**Dataset rows on where objects are located**
** start **

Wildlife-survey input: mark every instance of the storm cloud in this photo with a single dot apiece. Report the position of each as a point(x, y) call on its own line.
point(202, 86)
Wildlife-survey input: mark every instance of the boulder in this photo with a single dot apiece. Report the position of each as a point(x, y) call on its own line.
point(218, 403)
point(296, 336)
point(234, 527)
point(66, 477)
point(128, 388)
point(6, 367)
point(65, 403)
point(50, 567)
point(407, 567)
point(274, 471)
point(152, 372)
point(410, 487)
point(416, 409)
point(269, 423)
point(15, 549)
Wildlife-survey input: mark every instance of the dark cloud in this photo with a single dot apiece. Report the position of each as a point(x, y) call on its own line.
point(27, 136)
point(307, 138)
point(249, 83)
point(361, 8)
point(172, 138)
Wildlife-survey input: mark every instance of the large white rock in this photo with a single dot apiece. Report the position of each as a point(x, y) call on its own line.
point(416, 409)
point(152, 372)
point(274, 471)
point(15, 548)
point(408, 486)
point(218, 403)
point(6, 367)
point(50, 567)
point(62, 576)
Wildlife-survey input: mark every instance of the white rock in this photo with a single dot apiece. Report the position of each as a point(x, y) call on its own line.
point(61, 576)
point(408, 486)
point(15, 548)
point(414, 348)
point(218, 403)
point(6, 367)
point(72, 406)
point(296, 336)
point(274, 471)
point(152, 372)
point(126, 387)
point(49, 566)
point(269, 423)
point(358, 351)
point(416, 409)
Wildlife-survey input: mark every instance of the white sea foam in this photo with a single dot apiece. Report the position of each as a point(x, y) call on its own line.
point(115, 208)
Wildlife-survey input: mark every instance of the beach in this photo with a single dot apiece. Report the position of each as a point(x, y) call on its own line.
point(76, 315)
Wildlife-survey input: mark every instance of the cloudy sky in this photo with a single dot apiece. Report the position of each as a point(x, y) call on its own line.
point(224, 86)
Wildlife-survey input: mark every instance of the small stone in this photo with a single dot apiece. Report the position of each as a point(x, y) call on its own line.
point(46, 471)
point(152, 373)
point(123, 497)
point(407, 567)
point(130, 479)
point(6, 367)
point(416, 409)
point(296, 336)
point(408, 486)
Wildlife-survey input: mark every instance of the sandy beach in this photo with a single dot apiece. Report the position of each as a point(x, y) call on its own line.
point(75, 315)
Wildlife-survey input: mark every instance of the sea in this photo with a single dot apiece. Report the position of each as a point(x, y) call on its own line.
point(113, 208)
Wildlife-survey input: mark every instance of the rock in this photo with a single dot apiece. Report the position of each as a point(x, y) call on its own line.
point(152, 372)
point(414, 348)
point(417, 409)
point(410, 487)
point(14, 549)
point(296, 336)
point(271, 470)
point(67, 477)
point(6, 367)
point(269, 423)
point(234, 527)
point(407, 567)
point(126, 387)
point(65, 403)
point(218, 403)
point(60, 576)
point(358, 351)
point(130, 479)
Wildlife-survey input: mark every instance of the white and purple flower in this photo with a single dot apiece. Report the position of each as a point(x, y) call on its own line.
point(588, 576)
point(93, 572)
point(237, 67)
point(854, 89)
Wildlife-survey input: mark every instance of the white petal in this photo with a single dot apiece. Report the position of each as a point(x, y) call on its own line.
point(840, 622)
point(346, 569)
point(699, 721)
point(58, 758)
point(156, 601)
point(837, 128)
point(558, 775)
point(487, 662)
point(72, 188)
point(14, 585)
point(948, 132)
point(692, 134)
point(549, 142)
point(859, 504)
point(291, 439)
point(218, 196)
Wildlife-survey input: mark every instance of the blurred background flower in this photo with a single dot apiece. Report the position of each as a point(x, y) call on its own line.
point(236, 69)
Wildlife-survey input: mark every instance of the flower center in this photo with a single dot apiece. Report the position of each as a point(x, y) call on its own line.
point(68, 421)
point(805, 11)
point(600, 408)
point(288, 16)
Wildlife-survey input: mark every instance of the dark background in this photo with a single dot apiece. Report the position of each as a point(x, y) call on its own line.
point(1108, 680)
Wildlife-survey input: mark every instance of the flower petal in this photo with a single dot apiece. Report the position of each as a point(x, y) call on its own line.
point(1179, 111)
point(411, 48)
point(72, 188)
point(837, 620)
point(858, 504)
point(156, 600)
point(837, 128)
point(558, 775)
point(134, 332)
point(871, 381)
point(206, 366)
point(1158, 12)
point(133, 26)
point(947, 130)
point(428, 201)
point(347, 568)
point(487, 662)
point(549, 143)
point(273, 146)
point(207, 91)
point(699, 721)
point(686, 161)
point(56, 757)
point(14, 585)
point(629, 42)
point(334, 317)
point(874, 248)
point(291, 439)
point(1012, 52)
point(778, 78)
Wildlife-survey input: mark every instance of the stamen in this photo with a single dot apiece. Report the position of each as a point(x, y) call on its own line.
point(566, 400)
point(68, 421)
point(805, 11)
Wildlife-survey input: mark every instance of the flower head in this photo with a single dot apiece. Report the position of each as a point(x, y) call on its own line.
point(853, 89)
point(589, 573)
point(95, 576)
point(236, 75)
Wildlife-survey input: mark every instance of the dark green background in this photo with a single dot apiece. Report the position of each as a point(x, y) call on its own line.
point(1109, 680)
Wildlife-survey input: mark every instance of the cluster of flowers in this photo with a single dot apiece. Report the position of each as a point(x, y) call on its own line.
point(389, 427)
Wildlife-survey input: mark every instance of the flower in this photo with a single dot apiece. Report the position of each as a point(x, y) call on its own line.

** end **

**Problem description**
Write out every one of these rows again with no changes.

**Full answer**
Wildlife-survey input: mark every instance of the storm cloud in this photo with a single dot apiece. Report the position of each as a point(x, y) call on its own line.
point(202, 86)
Wildlife-survey input: mark every instance of the boulder in this photo with a single dot apiece. Report the position of each as a point(x, y) call on its own line.
point(218, 403)
point(296, 336)
point(234, 527)
point(66, 477)
point(128, 388)
point(6, 367)
point(65, 403)
point(50, 567)
point(407, 567)
point(274, 471)
point(152, 372)
point(410, 487)
point(416, 409)
point(269, 423)
point(15, 549)
Wildlife-survey input: mark every instance of the dark cloud in this photo with a single dot apiece. Report the position of each as a point(x, y) call on its own line.
point(27, 136)
point(307, 138)
point(249, 83)
point(361, 8)
point(172, 138)
Wildlife-survey input: mark every instance of the large white rock in this photo with a single dot apiece. Report the position of each as a point(x, y) call on its own line.
point(416, 409)
point(152, 372)
point(274, 471)
point(15, 548)
point(408, 486)
point(218, 403)
point(6, 367)
point(50, 567)
point(62, 576)
Wildlife-survey input: mark every instance of the white rock in this photo with a single dot apiece. Report the position of each as a point(x, y) call on its own line.
point(61, 576)
point(408, 486)
point(15, 548)
point(414, 348)
point(218, 403)
point(6, 367)
point(72, 406)
point(296, 336)
point(274, 471)
point(152, 372)
point(126, 387)
point(49, 566)
point(269, 423)
point(358, 351)
point(416, 409)
Wildlife-survey input: mark every instance of the white sea foam in this photo with a single dot apiece. Report the position of each as a point(x, y) call on its own line.
point(115, 208)
Wildlife-survey input: mark every instance of the beach in this photo with a single dot apiece. Report the position of each as a point(x, y) call on its own line.
point(76, 315)
Wildlife-survey input: mark every instance of the cloudy sky in this photo with a single dot apiece. Report the position of each as a point(x, y) call on its own line.
point(224, 86)
Wildlife-survey input: mark every instance of the small stone in this photo with a single dot apiece. Report the position of each as a point(x, y) call on its own line.
point(46, 471)
point(152, 373)
point(123, 497)
point(407, 567)
point(130, 479)
point(6, 367)
point(416, 409)
point(296, 336)
point(408, 486)
Wildlife-survey input: mark every instance of the sandy beach in this photo with a single dot apiece. Report the position of each as a point(x, y) call on its own line.
point(75, 315)
Wildlife-survey input: mark every instance of the sea in this photo with a single dot apiece. Report the position of each as a point(x, y) call on its own line.
point(113, 208)
Wildlife-survey input: mark every instance of the rock in this photo with a single dot apiece. Report the position of each as a point(x, y) call on its own line.
point(152, 372)
point(414, 348)
point(417, 409)
point(410, 487)
point(14, 549)
point(296, 336)
point(271, 470)
point(67, 477)
point(6, 367)
point(269, 423)
point(234, 527)
point(407, 567)
point(126, 387)
point(65, 403)
point(218, 403)
point(60, 576)
point(358, 351)
point(130, 479)
Wildlife-survey input: mark every instance of the white and purple flower in this photo with a single dot apiece. Report the position of each as a point(x, y) call on its own line.
point(588, 576)
point(93, 572)
point(237, 67)
point(854, 89)
Wildlife-survey input: mark every instance of the white petal in this photo with a single dot apiece. Report the position of each as a point(x, y) call on its own line.
point(840, 622)
point(346, 569)
point(699, 721)
point(58, 758)
point(156, 601)
point(837, 128)
point(558, 775)
point(487, 662)
point(72, 188)
point(14, 585)
point(948, 132)
point(692, 134)
point(549, 142)
point(859, 504)
point(291, 439)
point(218, 196)
Wildlife-survey input: mark every instance of the blurred background flower in this photo with a single dot apiece. Report the position of each as a point(x, y) call on its own line.
point(236, 69)
Wildlife-survey input: mark every instance of the flower center in this photo with a single dot apiece. Report the position of each as a point(x, y) call on its own line.
point(68, 421)
point(805, 11)
point(600, 408)
point(288, 16)
Wildlife-survey input: mark every instance of the dark background in this photo with a single dot apiece. Report the position of each as a point(x, y) call on its own line.
point(1108, 680)
Wildlife-survey input: mark every instance of the flower petal in this photo with a single dot apiece. Report the position of each as a point(x, y) call on its own line.
point(1179, 111)
point(411, 48)
point(72, 188)
point(837, 620)
point(858, 504)
point(156, 600)
point(837, 128)
point(558, 775)
point(134, 332)
point(871, 381)
point(206, 366)
point(1158, 12)
point(133, 26)
point(947, 130)
point(428, 201)
point(347, 568)
point(487, 662)
point(549, 143)
point(273, 146)
point(207, 91)
point(699, 721)
point(686, 161)
point(56, 757)
point(14, 585)
point(629, 42)
point(334, 317)
point(874, 248)
point(291, 439)
point(1012, 52)
point(778, 78)
Wildlife-survey input: mark every instance of the stamen in this photo with a single dot apiece. Report the position of each as a point(x, y) call on its own line.
point(566, 400)
point(68, 421)
point(805, 11)
Wildlife-survey input: mark every instance of the flower head in this photo with a single dot apiece. Report the position of each as a point(x, y) call on its own line.
point(853, 89)
point(589, 573)
point(95, 576)
point(236, 75)
Wildlife-survey input: mark every instance of the dark green background in this photo with a single dot apiece. Report the position of each as a point(x, y) call on its own line.
point(1109, 680)
Wildlife-survey input: mark every instance of the cluster of flowers in this photo with a single dot apiece. Report the position of each as a point(x, y) call on its own line.
point(389, 427)
Wildlife-survey input: mark every instance of the flower in this photo with a single dot apiece. Report the position of each as a point(x, y) call on its own line.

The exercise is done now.